WRITTEN PROBLEM A:
According to the travel post, how many nights in total did the travelers stay in Trindade?
WRITTEN PROBLEM B:
Repeat everything in the travel post from "After Iguazu Falls" down to "more of it.".
WRITTEN PROBLEM C:
List the things the travel post says Rio has when it compares Rio with Buenos Aires.
━━━ TEXT EXCERPT
After Iguazu Falls we hopped on another overnight bus, the last of this leg of the trip. Quickly passed through Sao Paolo, and got the short bus up to Trindade, a small fishing village about 25km soutyh of the more touristy Paraty. We kind of found this place, Trindade by accident but ended up absolutely loving in. In the end we stayed here 5 nights in total, apart from Buenos Aires that was the most time we had stayed in one spot. The hostel here was brilliant (Kaissara), the beaches were gorgeous and really quiet, and it just felt off the beaten track  and a nice atmosphere. We also found a cake worthy of "Top South American Cake" title, Passion Cheesecake, savage, so much so that we were willing to sacrifice dinner one night to eat more of it.

The pace of our travels had really eased off by now, as we hit the Brazilian coast. From Paraty (which is a lovely colonial town too, we spent 2 nights here), we got a bus 2 hours along the coast to the town Angra Dos Reis, where we got a bus across to Ilha Grande. This is a real back-packer haunt, a lovely island with no cars, where you have to trek 2 hours through the jungle to go to some lovely beaches. Probably our favourite beach in South America here, Lopez Mendez, white sandy beaches and great waves of turquise water. But quite busy, and I think we preferred Trindade overall.

Relaxing in Rio

After that it was on to the "hectic" pace of Rio de Janeiro. Another brilliant city. Torn as to whether we preferred it to Buenos Aires. I think BsAs  wins by a neck. Although Rio has amazing beaches, great cafes, shops, restaurants, nightlife, I think BsAs just felt more like a city, a busier atmosphere. We stayed in Ipanema, a lovely part of the city, and really safe... after all the warnings about Rio, we found it a really safe city.We rented an apartment in posto 9 in Ipanema, 1 block from the sea, it was perfect. Was nice to get away from the back-packer scene for a while too, almost every night in Brasil so far we'd been in dorm rooms. Ipanema has a great beach, loads of beach volley ball players :-) and some of the vainest people we have ever seen, Brazilians here love themselves, especially along Ipanema and Copacabana. Great for people-watching!
━━━━━━
━━━ SUPPLIED INFORMATION
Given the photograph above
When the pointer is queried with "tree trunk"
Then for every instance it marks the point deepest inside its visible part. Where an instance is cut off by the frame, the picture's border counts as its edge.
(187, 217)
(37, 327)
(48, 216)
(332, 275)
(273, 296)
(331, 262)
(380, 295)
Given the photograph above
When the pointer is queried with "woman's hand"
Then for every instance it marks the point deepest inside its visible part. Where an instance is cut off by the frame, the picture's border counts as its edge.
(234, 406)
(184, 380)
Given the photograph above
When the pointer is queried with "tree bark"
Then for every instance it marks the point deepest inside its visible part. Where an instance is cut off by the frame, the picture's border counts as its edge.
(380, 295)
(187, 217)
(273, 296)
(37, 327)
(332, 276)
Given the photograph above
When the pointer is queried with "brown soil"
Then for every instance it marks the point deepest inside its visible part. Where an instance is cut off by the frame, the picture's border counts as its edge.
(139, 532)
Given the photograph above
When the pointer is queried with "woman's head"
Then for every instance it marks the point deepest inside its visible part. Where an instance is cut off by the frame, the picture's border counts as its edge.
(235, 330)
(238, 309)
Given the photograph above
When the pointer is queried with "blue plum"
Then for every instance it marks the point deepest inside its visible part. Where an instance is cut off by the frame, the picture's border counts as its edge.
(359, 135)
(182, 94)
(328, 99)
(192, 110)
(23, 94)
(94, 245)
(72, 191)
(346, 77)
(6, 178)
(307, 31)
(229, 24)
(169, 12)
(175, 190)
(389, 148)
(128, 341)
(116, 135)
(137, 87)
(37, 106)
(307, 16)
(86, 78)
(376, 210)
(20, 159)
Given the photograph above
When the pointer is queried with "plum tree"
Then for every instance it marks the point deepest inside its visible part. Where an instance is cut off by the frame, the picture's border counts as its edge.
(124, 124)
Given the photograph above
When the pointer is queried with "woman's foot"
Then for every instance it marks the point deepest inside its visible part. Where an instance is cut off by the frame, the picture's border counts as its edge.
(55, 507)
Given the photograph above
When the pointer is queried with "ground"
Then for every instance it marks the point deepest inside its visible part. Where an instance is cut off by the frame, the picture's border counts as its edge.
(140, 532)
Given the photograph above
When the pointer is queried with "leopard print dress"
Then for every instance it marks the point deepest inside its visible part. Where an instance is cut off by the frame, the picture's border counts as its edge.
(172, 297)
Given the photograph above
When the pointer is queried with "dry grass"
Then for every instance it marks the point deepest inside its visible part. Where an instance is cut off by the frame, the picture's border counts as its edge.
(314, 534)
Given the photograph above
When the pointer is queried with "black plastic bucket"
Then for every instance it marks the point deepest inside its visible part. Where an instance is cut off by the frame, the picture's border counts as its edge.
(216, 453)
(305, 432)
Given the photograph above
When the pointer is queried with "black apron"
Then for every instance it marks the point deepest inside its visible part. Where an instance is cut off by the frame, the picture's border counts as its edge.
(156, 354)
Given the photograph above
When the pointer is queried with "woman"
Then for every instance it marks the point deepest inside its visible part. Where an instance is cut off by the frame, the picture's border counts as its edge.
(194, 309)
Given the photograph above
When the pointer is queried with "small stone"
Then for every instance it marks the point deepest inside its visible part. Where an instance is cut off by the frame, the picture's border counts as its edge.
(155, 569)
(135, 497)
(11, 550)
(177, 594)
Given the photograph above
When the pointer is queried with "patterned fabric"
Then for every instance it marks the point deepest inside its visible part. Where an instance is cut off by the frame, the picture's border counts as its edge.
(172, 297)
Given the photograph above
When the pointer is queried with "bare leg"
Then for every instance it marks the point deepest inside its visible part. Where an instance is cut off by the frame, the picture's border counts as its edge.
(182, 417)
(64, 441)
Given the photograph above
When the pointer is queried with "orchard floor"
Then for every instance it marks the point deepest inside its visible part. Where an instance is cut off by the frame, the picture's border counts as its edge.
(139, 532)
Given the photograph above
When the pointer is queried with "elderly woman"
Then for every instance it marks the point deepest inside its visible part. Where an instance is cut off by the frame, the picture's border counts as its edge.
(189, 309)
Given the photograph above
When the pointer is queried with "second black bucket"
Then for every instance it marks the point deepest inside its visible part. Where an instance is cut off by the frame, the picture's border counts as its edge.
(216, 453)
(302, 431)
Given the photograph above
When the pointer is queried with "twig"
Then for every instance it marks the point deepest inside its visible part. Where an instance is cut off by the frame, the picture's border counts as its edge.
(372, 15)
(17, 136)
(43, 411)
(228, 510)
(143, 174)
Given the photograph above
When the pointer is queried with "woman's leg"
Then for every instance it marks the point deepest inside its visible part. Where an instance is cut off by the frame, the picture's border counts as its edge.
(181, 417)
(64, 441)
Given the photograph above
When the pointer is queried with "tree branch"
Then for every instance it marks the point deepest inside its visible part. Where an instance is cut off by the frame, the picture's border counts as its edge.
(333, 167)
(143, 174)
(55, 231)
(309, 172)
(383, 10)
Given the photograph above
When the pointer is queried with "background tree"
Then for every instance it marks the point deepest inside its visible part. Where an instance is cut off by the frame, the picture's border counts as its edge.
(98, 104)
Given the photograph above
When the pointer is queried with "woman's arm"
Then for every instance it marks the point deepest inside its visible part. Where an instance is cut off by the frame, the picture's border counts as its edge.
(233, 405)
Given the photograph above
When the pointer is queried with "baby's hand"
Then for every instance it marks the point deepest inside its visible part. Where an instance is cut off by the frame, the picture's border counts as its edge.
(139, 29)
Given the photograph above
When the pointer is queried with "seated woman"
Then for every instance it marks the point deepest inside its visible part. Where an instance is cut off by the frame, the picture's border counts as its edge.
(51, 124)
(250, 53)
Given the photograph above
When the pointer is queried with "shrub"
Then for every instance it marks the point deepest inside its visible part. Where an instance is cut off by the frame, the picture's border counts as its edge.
━━━━━━
COMPLETE RESPONSE A:
5 nights

COMPLETE RESPONSE B:
After Iguazu Falls we hopped on another overnight bus, the last of this leg of the trip. Quickly passed through Sao Paolo, and got the short bus up to Trindade, a small fishing village about 25km soutyh of the more touristy Paraty. We kind of found this place, Trindade by accident but ended up absolutely loving in. In the end we stayed here 5 nights in total, apart from Buenos Aires that was the most time we had stayed in one spot. The hostel here was brilliant (Kaissara), the beaches were gorgeous and really quiet, and it just felt off the beaten track  and a nice atmosphere. We also found a cake worthy of "Top South American Cake" title, Passion Cheesecake, savage, so much so that we were willing to sacrifice dinner one night to eat more of it.

COMPLETE RESPONSE C:
amazing beaches, great cafes, shops, restaurants, nightlife